◆ **TASK PROMPT**
Translate this sentence from the opinion piece on human rights in peace negotiations into Spanish: "In the end, people and their leaders determine whether peace is sustainable."

Friday 15 May 2009

Save a place for human rights

Save a place for human rights

Hadas Ziv – Haaretz (English) – May 15

It's said that while the Oslo Accords were being negotiated, the two sides devoted more time to whether the Palestinian Authority would be allowed to issue its own stamps than to questions of human rights. Herein lies the failure of the agreements and the process itself - a failure that occurred even though the promise of a different future had won broad public support on both sides. But Israeli and Palestinian leaders were motivated by layers of goals other than that of improving the lives of their people. Israel was almost single-minded about getting out of the West Bank's major cities - focusing entirely on the creation of Areas A, B and C, which still exist today. And Palestinian leader Yasser Arafat had his own standing in Palestinian politics to worry about.

Perhaps these concerns were valid, even urgent, but without making human rights a top priority and taking immediate steps in the process to improve people's lives by safeguarding rights, a peace plan will fall apart as soon as it begins. In the end, people and their leaders determine whether peace is sustainable. If people on either side don't see a tangible improvement in their lives, something that can only happen by addressing human rights, they have the power to unravel even the best diplomatic foray.

For a moment, in the 1990s, both Israelis and Palestinians believed in the possibility of a different future. Oslo's failure should reverberate in the minds of both U.S. President Barack Obama and Prime Minister Benjamin Netanyahu as they prepare to meet next week, so they remember that any solution must clearly change people's everyday lives -- among both Palestinians and Israelis. The only way to accomplish this is by reserving a place for human rights at the negotiating table from the start of the process. The sides must be ready to address the always-changing situation on the ground as they tackle the details of a better future. It is incumbent on them to deal with the worst violations first, not last.

Human rights aren't merely a sideshow or afterthought -- the principles and practices of respecting human rights on both sides are prerequisites to a just and secure peace agreement. People see the conflict as a defining reality in their lives. In the same way, they must experience the solution in the most tangible ways. Imagine how that would look: Palestinians would get proper treatment at medical facilities without being humiliated and extorted at checkpoints, farmers would have access to their land, students would get to their studies, and the Palestinian economy would not face unemployment of around 60 percent.

◆ **SOURCE DATA**
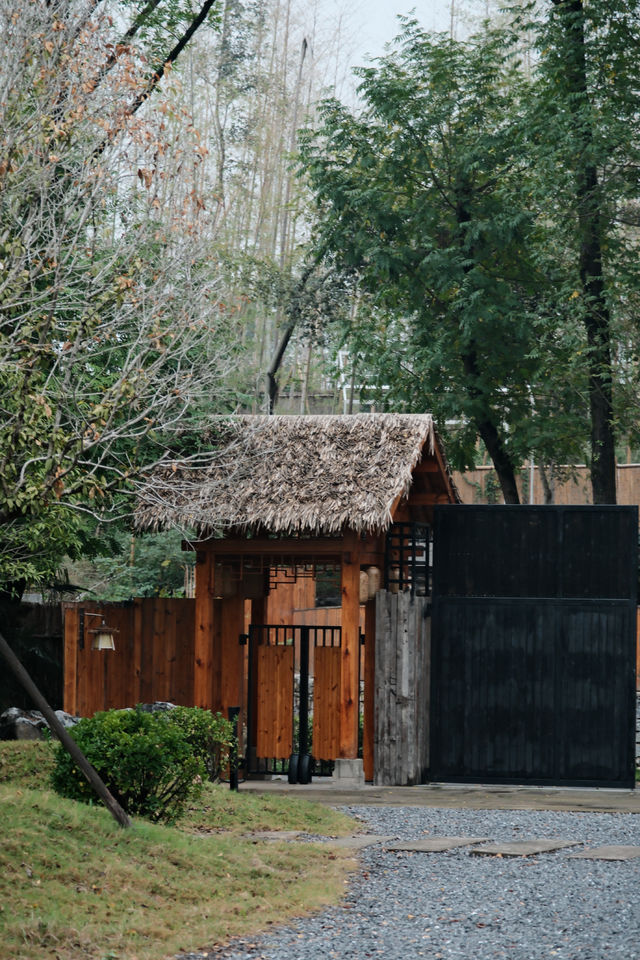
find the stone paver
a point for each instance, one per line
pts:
(358, 842)
(434, 844)
(458, 796)
(522, 848)
(274, 835)
(611, 852)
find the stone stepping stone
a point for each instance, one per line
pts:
(274, 835)
(522, 848)
(611, 852)
(358, 842)
(434, 844)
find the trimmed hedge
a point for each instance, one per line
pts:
(147, 760)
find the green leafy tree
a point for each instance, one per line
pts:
(425, 194)
(584, 142)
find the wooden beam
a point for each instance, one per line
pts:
(429, 465)
(231, 653)
(70, 695)
(308, 549)
(350, 670)
(369, 687)
(204, 627)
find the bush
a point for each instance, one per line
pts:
(144, 759)
(210, 736)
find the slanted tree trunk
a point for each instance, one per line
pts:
(67, 742)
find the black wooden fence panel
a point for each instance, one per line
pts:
(527, 686)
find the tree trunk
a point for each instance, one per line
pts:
(490, 435)
(597, 319)
(67, 742)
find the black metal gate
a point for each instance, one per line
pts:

◆ **TASK RESPONSE**
Al final, son las personas y sus líderes quienes determinan si la paz es sostenible.